PROBLEM REQUIREMENTS: All records below must be reproduced exactly, although any pictures they contain are to be omitted.

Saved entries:

---*---

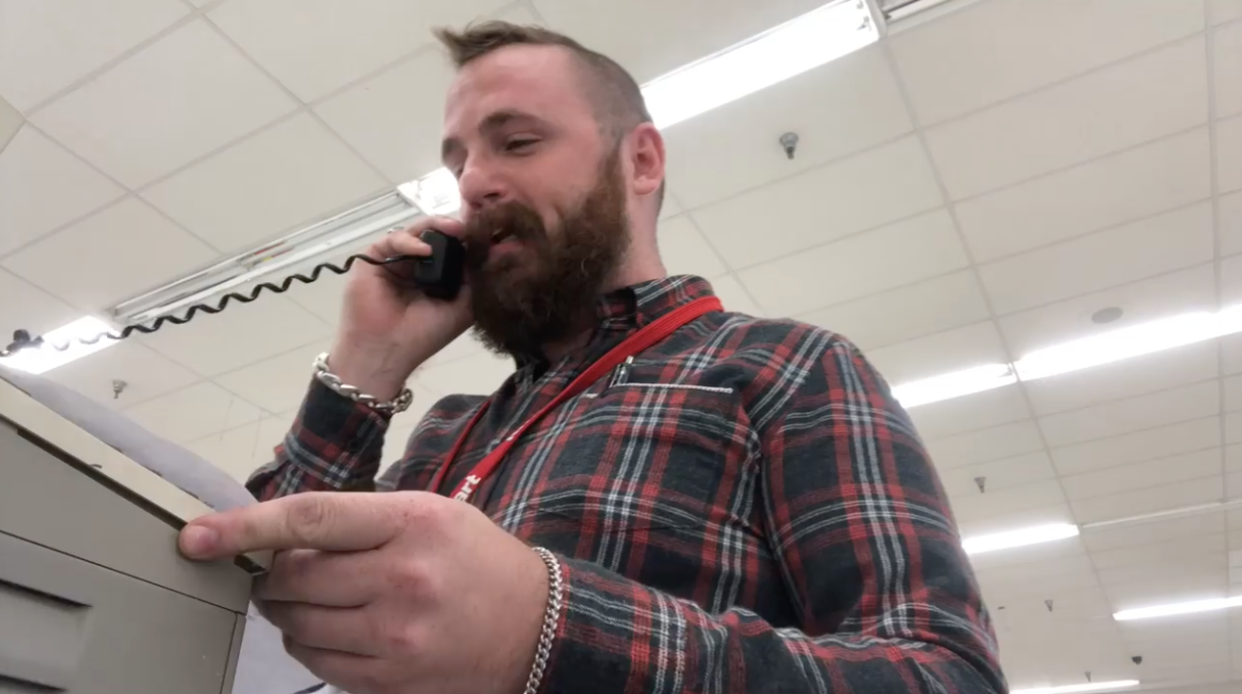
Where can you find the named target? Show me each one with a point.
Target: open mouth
(501, 235)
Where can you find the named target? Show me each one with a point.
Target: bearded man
(663, 497)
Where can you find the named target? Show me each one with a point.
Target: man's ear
(647, 159)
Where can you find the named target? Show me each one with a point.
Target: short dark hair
(615, 96)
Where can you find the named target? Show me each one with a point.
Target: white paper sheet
(263, 666)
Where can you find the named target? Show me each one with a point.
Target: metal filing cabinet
(93, 596)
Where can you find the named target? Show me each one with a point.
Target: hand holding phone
(391, 320)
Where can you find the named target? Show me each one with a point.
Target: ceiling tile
(1143, 476)
(316, 46)
(1134, 376)
(10, 122)
(481, 374)
(671, 207)
(822, 205)
(1166, 531)
(1228, 154)
(1106, 258)
(1014, 520)
(981, 446)
(1139, 446)
(288, 175)
(465, 345)
(879, 260)
(145, 374)
(997, 474)
(686, 251)
(1096, 114)
(1221, 11)
(153, 112)
(970, 412)
(256, 332)
(1124, 416)
(686, 30)
(1001, 502)
(111, 256)
(1230, 222)
(735, 297)
(1140, 302)
(42, 188)
(232, 451)
(951, 350)
(1231, 354)
(395, 118)
(326, 296)
(1072, 571)
(1233, 427)
(1148, 500)
(1099, 194)
(1001, 49)
(194, 412)
(735, 147)
(1227, 68)
(47, 46)
(908, 312)
(1231, 279)
(277, 384)
(29, 308)
(395, 442)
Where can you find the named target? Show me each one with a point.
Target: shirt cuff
(604, 643)
(340, 441)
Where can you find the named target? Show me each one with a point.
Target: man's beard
(547, 289)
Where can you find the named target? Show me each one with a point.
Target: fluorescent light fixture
(435, 194)
(1081, 688)
(1022, 538)
(46, 358)
(1137, 340)
(1178, 608)
(349, 229)
(806, 42)
(954, 385)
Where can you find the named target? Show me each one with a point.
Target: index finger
(319, 520)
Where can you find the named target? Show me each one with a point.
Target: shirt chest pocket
(640, 457)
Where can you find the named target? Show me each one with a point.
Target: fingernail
(199, 540)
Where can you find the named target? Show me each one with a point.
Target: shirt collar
(639, 304)
(630, 308)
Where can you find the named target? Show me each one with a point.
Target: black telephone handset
(439, 276)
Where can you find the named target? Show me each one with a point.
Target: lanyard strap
(636, 343)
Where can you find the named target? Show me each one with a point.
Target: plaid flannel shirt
(747, 510)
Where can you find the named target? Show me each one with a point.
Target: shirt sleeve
(871, 558)
(334, 445)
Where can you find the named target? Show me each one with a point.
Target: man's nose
(481, 188)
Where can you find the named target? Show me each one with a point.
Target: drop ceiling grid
(1002, 323)
(1010, 356)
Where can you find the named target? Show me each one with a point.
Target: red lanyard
(651, 334)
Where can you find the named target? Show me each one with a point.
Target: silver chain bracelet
(399, 404)
(552, 617)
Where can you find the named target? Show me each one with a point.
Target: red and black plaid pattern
(745, 509)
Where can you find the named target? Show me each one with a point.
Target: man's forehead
(514, 77)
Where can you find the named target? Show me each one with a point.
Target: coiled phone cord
(21, 339)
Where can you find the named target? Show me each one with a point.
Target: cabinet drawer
(67, 625)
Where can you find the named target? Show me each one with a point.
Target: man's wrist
(375, 371)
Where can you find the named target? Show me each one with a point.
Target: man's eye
(519, 144)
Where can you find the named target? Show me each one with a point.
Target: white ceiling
(970, 189)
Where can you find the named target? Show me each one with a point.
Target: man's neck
(636, 271)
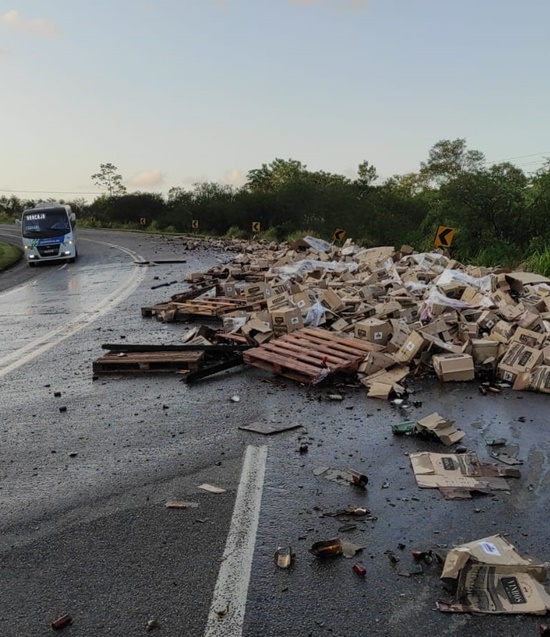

---*---

RESULT:
Where can you find the named target? Show me each one with a point.
Target: open mouth
(501, 235)
Where can you find the named target? Show me each one with a point.
Target: bearded man
(663, 497)
Where can you find the named target? Show me each one with a point.
Target: man's ear
(647, 159)
Where can you find the named target? Show me each one with a point.
Target: short dark hair
(615, 96)
Where can you find the named target? Show me each one with a point.
Target: white paper sheet
(263, 666)
Where can you find the named target? Show me each one with a point.
Target: metal filing cabinet
(93, 596)
Where can you find the named target? Show me each one with a point.
Target: hand holding phone
(391, 320)
Where can you find the named target? Show me each one with a point.
Target: ceiling tile
(1143, 476)
(316, 46)
(1134, 376)
(10, 122)
(481, 374)
(671, 207)
(822, 205)
(1166, 531)
(1228, 154)
(1106, 258)
(1014, 520)
(981, 446)
(1139, 446)
(288, 175)
(465, 345)
(879, 260)
(145, 374)
(997, 474)
(686, 251)
(1096, 114)
(1221, 11)
(153, 112)
(970, 412)
(256, 332)
(1124, 416)
(686, 30)
(1001, 502)
(111, 256)
(1230, 222)
(735, 297)
(1140, 302)
(42, 188)
(232, 451)
(951, 350)
(1231, 354)
(395, 118)
(326, 296)
(1072, 571)
(1233, 427)
(1148, 500)
(1099, 194)
(1001, 49)
(194, 412)
(735, 147)
(1227, 68)
(47, 46)
(908, 312)
(1231, 279)
(277, 384)
(29, 308)
(395, 442)
Where can you find the named target? Show me each one with a point.
Target: shirt cuff
(604, 643)
(340, 441)
Where can you find the named target? Show me each one with a point.
Target: man's beard
(547, 289)
Where can you find the named target? Show me each one with a point.
Target: fluorescent light fixture
(435, 194)
(1081, 688)
(1022, 538)
(46, 358)
(1137, 340)
(1178, 608)
(349, 229)
(806, 42)
(954, 385)
Where can you find the named target? Show me each one with a point.
Target: index finger
(319, 520)
Where can you find the named target? Show me each one with a point.
Target: shirt chest pocket
(640, 457)
Where can you find the named target? Show me each one with a point.
Target: fingernail
(199, 540)
Where can you find the named target? Show me each one with a point.
Target: shirt collar
(639, 304)
(630, 308)
Where can you find the named target? Show me each one with a point.
Target: black telephone handset
(439, 276)
Where can you find the named target? Show me each one with a point.
Target: lanyard strap
(636, 343)
Where can you find the named target? Show me each one with a point.
Target: plaid flannel shirt
(747, 510)
Where can you find the named target? Show me each one with a point.
Target: shirt sleeve
(871, 558)
(334, 445)
Where can you find the named target? Show me each one with a point.
Target: man's nose
(481, 188)
Where can you find the named target? Show me each one with a point.
Target: drop ceiling grid
(1002, 323)
(1010, 356)
Where can you find the named target? Show me each one with a point.
Target: red lanyard
(651, 334)
Where can you find the named target? Show me each one with a point.
Target: silver chain bracelet
(399, 404)
(552, 617)
Where can you find the named target? Show me each one with a point.
Target: red and black plaid pattern
(745, 509)
Where can you find the named target? Show me each one with a point.
Target: man's forehead
(514, 77)
Where can you find the named target? Show me each one with a point.
Target: coiled phone cord
(21, 339)
Where can you find the named target? Show me each one with a point.
Target: cabinet drawer
(67, 625)
Where can you find the named target? Show me each one with a point.
Target: man's wrist
(375, 371)
Where can you find the named target? Show me each one with a point.
Target: man's eye
(519, 144)
Where can you find the named target? Show me each one with a point.
Target: white ceiling
(970, 189)
Where can you find the named target? Show me each one with a point.
Target: man's neck
(636, 271)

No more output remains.